#### WHAT IS ASKED:
Below are the records. Format the stretch from the line containing "of the scrubby" through the line containing "<point>133,92</point>" as a Markdown table with the columns Row and Line, giving each line its own numbered row and leaving out blank lines.

#### EXERCISE MATERIAL:
....................

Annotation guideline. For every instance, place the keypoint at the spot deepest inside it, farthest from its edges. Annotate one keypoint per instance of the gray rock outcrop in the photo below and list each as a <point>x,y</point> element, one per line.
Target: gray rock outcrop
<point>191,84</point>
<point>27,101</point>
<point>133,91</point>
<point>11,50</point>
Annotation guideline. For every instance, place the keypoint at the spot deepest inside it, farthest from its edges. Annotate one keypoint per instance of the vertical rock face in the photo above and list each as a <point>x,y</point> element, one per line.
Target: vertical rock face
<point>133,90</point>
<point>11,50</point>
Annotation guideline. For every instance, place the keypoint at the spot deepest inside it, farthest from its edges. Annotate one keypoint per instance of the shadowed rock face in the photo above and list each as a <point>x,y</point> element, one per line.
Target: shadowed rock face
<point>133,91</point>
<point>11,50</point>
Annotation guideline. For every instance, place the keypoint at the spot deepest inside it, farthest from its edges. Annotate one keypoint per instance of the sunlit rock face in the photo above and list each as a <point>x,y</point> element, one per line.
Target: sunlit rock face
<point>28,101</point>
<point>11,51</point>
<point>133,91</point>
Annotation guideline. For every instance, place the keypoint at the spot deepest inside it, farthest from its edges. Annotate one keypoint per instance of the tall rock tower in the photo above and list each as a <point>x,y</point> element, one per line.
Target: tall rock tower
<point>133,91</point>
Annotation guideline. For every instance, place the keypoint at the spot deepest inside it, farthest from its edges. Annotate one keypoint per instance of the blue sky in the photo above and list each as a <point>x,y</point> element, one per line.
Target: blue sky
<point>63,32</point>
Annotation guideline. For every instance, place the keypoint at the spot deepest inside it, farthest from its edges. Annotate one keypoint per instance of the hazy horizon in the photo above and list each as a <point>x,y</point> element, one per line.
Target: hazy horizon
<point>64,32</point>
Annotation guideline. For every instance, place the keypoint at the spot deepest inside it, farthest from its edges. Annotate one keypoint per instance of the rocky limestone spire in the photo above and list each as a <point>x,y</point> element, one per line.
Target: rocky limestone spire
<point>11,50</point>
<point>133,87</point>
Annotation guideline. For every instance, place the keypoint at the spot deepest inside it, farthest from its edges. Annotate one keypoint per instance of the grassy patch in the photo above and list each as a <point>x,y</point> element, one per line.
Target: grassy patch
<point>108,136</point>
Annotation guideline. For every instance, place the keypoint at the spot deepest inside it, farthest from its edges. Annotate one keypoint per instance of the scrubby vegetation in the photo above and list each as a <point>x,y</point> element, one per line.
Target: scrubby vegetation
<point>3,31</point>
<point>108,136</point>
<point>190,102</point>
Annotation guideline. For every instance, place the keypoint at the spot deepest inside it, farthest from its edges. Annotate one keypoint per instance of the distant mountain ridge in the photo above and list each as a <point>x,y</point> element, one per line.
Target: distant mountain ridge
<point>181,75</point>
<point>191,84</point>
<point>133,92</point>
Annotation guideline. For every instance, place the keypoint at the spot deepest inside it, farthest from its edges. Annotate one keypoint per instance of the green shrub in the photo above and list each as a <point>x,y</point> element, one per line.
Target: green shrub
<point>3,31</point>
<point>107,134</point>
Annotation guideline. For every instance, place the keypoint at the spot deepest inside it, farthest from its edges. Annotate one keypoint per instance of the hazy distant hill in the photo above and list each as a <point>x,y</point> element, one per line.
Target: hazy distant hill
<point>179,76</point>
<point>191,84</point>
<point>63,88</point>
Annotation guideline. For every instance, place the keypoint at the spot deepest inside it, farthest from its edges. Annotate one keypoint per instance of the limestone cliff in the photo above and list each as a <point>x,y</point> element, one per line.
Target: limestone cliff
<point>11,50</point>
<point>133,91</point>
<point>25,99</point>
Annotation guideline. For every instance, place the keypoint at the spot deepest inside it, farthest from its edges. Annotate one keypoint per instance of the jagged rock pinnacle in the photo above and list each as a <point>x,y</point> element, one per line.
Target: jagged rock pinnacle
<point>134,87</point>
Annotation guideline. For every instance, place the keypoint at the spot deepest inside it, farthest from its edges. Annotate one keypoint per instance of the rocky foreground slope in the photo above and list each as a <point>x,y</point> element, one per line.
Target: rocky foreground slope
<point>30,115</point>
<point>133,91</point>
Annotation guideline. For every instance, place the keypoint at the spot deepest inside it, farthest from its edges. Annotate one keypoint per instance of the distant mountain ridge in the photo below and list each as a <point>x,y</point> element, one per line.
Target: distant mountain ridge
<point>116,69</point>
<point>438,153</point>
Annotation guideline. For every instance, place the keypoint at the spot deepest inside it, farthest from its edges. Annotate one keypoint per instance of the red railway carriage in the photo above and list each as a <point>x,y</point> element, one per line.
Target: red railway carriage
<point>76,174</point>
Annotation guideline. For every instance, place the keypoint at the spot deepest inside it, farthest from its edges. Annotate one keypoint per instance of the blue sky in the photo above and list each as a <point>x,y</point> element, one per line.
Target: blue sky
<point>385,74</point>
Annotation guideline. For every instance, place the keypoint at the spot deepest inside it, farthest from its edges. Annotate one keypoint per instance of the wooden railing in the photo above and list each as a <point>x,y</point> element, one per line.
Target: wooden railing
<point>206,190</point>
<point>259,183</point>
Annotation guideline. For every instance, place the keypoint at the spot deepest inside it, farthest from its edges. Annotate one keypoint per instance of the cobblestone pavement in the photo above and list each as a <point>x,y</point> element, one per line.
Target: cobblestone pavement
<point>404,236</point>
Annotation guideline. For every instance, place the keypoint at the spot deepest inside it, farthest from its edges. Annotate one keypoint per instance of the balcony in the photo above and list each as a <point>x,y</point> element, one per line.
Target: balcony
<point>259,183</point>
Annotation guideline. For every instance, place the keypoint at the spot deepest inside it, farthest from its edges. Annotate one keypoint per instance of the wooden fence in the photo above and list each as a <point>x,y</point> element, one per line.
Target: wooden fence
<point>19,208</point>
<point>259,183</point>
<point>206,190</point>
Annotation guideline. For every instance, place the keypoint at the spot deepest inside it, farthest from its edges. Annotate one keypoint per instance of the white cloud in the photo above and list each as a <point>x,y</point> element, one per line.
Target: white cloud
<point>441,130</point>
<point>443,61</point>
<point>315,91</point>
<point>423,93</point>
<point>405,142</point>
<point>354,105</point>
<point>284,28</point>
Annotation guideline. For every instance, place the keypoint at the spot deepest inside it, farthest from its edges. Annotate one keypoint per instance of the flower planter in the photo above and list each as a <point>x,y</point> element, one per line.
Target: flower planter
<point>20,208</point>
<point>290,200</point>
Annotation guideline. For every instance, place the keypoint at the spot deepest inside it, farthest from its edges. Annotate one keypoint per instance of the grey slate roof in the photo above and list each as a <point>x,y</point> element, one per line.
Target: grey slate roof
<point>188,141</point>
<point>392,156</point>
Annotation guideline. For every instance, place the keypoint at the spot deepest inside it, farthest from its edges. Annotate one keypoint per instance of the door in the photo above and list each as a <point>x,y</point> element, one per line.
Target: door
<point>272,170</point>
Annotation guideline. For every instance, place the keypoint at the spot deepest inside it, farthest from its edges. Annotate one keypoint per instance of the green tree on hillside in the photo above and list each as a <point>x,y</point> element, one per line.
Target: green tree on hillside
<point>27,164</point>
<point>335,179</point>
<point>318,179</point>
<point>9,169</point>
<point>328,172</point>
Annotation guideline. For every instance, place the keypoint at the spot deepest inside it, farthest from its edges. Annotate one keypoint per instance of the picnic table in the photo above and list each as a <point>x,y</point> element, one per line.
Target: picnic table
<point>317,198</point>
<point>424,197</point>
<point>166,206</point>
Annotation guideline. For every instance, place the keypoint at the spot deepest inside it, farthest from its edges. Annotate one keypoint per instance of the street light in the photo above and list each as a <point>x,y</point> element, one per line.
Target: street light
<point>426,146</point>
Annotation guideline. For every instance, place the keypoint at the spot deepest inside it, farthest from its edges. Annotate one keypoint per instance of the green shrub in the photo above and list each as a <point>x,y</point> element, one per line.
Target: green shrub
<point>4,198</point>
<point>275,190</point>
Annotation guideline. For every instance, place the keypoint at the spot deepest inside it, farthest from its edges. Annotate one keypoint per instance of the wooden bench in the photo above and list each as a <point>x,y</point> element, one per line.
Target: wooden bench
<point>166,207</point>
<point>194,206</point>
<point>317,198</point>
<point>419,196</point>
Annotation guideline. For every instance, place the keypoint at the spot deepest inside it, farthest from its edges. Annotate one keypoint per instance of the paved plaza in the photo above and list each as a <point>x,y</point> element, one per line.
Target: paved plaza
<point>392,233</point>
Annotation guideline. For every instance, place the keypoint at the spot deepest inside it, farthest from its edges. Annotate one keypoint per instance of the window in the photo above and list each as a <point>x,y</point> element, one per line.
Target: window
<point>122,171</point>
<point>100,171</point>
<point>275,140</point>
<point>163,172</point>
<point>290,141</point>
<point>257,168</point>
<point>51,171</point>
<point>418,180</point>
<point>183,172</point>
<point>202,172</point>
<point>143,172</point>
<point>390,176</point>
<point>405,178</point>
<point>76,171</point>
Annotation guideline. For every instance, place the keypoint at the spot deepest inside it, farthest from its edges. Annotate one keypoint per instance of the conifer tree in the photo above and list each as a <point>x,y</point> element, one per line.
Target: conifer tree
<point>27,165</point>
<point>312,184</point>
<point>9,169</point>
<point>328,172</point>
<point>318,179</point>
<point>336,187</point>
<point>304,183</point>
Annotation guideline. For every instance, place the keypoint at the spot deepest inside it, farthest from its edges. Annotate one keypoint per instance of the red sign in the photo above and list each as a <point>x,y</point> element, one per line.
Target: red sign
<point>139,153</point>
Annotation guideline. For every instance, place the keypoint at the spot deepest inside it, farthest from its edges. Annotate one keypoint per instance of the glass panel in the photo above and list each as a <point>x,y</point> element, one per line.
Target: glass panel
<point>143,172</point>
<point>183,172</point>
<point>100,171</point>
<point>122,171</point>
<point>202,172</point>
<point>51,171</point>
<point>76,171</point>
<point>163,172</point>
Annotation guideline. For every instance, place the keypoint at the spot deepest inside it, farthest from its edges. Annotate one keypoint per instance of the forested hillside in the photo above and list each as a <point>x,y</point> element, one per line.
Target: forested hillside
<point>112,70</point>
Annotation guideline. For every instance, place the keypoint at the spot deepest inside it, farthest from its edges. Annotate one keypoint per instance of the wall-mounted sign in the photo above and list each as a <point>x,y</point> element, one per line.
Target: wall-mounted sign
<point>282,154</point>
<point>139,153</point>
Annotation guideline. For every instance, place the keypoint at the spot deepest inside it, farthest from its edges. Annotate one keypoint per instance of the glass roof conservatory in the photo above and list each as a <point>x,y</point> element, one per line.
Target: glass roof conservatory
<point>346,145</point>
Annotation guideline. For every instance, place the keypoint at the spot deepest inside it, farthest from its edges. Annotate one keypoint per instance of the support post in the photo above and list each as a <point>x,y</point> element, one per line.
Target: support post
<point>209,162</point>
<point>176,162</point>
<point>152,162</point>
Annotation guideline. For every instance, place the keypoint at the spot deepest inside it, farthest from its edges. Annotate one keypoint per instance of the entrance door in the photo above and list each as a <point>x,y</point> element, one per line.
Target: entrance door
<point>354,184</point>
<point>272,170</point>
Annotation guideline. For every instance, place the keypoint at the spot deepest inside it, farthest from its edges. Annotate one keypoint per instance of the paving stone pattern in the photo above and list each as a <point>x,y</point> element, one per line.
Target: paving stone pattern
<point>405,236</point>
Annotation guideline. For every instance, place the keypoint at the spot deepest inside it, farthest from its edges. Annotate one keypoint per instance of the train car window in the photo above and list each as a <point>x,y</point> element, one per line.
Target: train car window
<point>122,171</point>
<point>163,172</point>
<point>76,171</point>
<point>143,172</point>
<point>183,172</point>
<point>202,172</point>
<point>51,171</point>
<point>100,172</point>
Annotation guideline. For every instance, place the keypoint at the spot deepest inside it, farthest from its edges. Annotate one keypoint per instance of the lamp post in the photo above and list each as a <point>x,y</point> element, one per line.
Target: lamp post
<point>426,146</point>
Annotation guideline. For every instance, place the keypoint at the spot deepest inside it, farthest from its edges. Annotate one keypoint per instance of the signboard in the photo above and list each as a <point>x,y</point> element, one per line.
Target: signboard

....................

#### EXERCISE RESPONSE:
| Row | Line |
|---|---|
| 1 | Annotation guideline. For every instance, place the keypoint at the spot deepest inside it, farthest from its edges. Annotate one keypoint per instance of the scrubby vegetation in the photo above and list each as a <point>x,y</point> element, one per line. |
| 2 | Target: scrubby vegetation |
| 3 | <point>3,31</point> |
| 4 | <point>108,136</point> |
| 5 | <point>190,102</point> |
| 6 | Annotation guideline. For every instance, place the keypoint at the spot deepest inside it, farthest from its edges. Annotate one keypoint per instance of the distant mountain ridge in the photo above and list each as a <point>x,y</point> element, one per line. |
| 7 | Target: distant mountain ridge |
| 8 | <point>181,75</point> |
| 9 | <point>191,84</point> |
| 10 | <point>133,92</point> |